• WHAT IS BEING ASKED:
Continue the passage below about the difficulty of pricing a government guarantee for the mortgage-backed securities market, starting right after its final sentence.

• EXCERPT PROVIDED:
>>

But such a plan has sparked questions over how the government would establish risk-based premiums for the MBS market. At the University of Maryland conference, former GSE regulator James Lockhart said while a backstop would have its benefits, pricing that risk would pose a huge test for the government.

"The idea of trying to create a very strong government guarantee insurance program I think is very, very difficult," said Lockhart, the former director of the Federal Housing Finance Agency and now vice chairman of WL Ross & Co. "There is tremendous moral hazard in government insurance."

Deborah Lucas, the Congressional Budget Office's chief economist, agreed. She said policymakers would have to decide whether to charge firms a systemic-risk fee in addition to normal premiums.

"The guarantee creates a wedge between the value of operating assets and the market value of debt and equity equal to the present value of the future stream of income generated by the guarantee," Lucas said at the conference.

<<

• RECORDS PROVIDED:
>>

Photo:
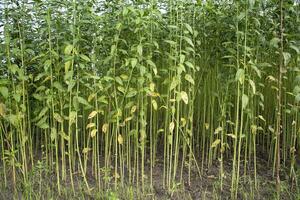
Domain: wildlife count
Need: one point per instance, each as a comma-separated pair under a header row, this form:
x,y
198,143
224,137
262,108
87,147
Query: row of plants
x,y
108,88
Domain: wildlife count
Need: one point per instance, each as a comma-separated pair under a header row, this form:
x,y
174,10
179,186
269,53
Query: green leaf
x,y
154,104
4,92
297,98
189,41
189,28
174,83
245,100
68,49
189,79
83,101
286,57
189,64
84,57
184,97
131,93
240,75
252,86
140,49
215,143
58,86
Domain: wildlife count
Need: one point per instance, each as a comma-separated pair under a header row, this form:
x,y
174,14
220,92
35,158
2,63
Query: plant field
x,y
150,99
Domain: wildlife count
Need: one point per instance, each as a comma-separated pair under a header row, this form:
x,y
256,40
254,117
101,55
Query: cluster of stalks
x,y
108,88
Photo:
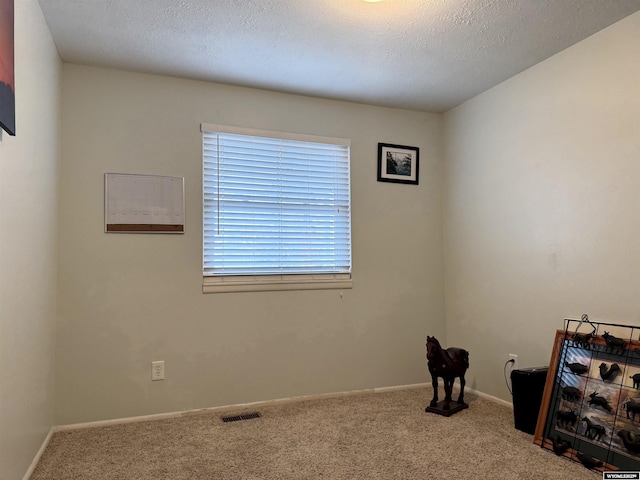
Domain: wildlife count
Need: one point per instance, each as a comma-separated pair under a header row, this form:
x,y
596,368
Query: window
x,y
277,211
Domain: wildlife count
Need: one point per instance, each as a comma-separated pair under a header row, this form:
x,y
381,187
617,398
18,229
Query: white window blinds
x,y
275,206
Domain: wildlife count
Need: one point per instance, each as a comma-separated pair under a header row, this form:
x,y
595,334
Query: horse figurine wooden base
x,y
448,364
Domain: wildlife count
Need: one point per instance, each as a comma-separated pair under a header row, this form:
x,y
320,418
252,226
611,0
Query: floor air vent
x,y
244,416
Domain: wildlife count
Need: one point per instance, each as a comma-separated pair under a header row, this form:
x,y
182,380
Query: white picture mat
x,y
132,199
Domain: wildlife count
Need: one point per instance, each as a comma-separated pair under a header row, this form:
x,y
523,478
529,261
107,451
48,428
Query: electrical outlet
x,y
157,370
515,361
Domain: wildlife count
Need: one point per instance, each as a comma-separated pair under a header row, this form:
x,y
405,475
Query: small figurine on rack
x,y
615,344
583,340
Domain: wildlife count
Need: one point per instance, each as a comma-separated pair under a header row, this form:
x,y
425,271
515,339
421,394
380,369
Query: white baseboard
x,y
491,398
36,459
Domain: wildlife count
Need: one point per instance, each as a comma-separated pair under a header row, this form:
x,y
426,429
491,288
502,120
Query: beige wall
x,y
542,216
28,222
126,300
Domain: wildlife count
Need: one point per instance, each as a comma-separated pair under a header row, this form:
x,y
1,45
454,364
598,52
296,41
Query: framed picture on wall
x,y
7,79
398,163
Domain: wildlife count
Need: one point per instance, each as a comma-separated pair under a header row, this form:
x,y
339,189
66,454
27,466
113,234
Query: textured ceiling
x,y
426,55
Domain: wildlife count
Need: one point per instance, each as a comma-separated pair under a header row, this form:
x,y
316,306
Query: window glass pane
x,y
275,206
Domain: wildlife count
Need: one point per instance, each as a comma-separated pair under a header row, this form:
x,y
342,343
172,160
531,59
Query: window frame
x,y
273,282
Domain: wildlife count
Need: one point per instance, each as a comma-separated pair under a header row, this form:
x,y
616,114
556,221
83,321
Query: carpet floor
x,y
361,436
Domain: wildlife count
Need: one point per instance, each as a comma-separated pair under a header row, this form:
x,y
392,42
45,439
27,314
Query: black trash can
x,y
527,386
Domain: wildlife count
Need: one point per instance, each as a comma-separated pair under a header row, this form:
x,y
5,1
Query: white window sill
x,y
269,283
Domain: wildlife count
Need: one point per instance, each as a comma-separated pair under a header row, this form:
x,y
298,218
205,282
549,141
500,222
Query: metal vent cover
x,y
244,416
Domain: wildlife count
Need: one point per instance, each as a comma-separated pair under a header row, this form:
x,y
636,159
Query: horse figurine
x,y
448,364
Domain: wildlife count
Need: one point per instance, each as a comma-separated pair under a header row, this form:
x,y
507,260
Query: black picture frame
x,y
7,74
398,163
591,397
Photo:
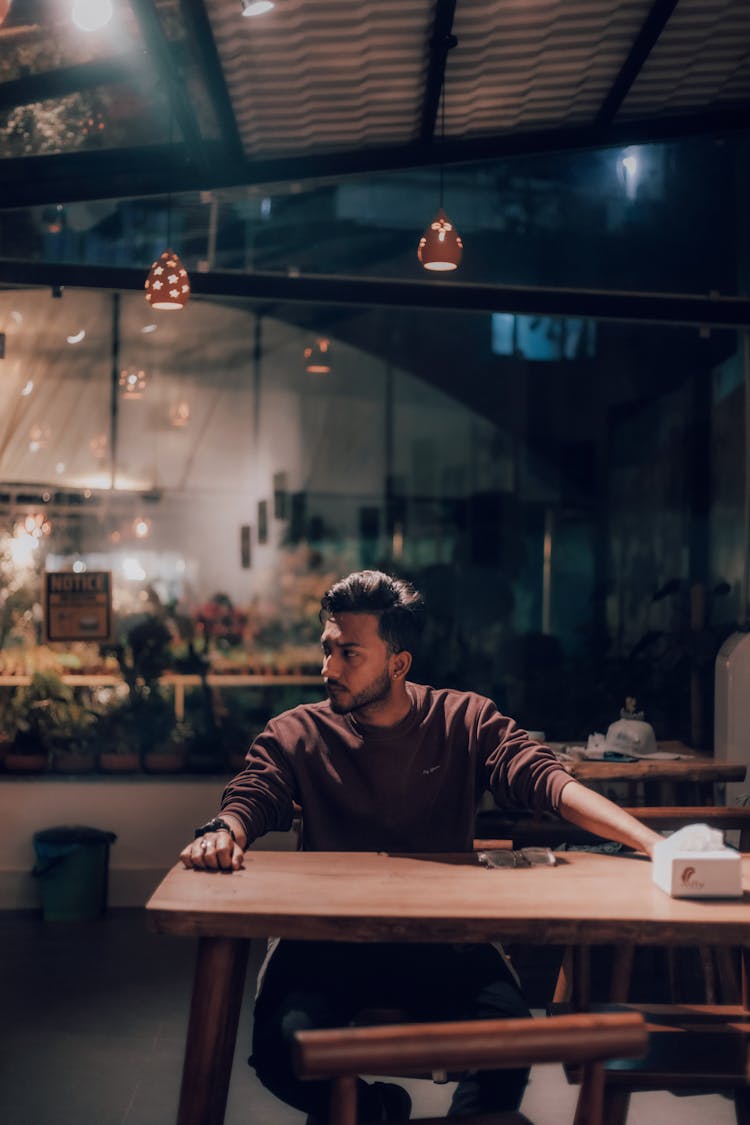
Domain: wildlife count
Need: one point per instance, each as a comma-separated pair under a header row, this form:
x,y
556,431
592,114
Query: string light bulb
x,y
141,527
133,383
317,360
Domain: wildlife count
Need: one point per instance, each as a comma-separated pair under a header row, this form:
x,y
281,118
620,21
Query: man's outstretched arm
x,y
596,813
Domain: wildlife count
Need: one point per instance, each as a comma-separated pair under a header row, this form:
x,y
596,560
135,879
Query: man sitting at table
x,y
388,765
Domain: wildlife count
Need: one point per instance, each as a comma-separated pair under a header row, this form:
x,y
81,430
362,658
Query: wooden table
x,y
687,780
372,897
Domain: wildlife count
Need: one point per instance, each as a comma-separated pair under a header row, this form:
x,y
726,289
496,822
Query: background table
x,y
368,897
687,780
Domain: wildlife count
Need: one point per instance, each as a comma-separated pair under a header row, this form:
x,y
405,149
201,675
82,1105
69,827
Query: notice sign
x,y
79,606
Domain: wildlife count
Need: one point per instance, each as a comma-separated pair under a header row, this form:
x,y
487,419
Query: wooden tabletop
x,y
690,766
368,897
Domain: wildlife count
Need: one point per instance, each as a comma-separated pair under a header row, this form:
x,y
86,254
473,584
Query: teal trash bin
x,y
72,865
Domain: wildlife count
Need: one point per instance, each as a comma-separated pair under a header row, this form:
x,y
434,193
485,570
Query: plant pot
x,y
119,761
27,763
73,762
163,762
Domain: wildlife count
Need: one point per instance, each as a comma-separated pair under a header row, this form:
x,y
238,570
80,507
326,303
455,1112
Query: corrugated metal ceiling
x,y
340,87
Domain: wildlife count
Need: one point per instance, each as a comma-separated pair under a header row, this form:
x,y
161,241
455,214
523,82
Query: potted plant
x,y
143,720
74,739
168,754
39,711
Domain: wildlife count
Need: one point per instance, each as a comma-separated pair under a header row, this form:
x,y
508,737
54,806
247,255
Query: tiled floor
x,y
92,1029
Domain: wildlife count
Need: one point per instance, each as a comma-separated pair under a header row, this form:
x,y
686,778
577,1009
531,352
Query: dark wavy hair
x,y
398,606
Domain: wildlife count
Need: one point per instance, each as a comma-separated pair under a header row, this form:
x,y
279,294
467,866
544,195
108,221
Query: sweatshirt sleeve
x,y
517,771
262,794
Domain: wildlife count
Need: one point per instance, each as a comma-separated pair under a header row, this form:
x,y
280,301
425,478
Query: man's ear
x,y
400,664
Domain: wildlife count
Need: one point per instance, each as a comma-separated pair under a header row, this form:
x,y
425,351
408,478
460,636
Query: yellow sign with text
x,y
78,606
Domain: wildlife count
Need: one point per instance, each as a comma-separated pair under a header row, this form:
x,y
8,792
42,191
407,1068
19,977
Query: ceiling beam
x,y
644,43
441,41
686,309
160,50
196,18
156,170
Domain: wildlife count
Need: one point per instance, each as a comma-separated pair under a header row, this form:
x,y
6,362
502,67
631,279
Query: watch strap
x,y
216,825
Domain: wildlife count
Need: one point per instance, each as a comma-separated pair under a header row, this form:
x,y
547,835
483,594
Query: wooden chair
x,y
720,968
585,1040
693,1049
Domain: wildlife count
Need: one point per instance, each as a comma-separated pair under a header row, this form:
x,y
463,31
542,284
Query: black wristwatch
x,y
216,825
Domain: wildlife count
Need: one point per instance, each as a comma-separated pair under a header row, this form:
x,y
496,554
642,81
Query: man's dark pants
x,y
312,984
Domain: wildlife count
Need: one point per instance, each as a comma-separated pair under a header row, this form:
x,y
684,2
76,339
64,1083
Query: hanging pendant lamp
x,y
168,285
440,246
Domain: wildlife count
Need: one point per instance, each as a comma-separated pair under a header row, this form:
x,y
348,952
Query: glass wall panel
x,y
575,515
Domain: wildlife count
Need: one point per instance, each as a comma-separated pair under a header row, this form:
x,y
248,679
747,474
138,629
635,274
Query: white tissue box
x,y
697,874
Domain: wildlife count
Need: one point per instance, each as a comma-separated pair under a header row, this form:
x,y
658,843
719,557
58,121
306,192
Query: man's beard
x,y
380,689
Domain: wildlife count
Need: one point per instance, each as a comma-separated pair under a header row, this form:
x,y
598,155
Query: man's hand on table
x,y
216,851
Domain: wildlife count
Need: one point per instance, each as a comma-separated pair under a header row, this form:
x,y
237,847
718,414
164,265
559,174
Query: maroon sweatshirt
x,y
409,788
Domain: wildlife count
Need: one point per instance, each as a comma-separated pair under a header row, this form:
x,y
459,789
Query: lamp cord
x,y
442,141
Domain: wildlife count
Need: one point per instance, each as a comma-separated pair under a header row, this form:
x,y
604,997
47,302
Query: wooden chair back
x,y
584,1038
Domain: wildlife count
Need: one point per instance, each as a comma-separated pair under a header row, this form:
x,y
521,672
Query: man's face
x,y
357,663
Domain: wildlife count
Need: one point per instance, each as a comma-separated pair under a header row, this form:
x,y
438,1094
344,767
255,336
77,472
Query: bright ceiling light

<<

• RESPONSE AREA:
HYBRID MODEL
Also on the table is a plan where the private sector would assist the government in creating the insurance backstop. The idea is the private market is better equipped than the government to price risk, but the influence of Uncle Sam would still bolster liquidity in the market. Supporters of such a hybrid approach include the National Association of Home Builders.

Observers have said a public-private structure could reduce moral hazard and mitigate the government's burden.

A benefit of the plan "is while the private sector controls quality of the risk creation, it also bears the risk, so there is a good alignment of incentives," Viral Acharya, a finance professor at New York University, said at the University of Maryland conference.

NATIONALIZATION
Others have pushed for a more substantial role for the government, making the implicit guarantees the GSEs have received for so long more transparent.

Under this approach, Fannie and Freddie would essentially become permanent wards of the government.

Bill Gross, co-founder and co-chief investment officer of Pacific Investment Management Co., has been more specific, proposing that the government create a super-GSE of sorts by merging Fannie and Freddie into Ginnie Mae.

Bert Ely, an independent analyst based in Alexandria, Va., said that such explicit government backing for MBS "means effectively that it is government debt, and in effect we will have fully nationalized, or largely nationalized, the American housing finance marketplace."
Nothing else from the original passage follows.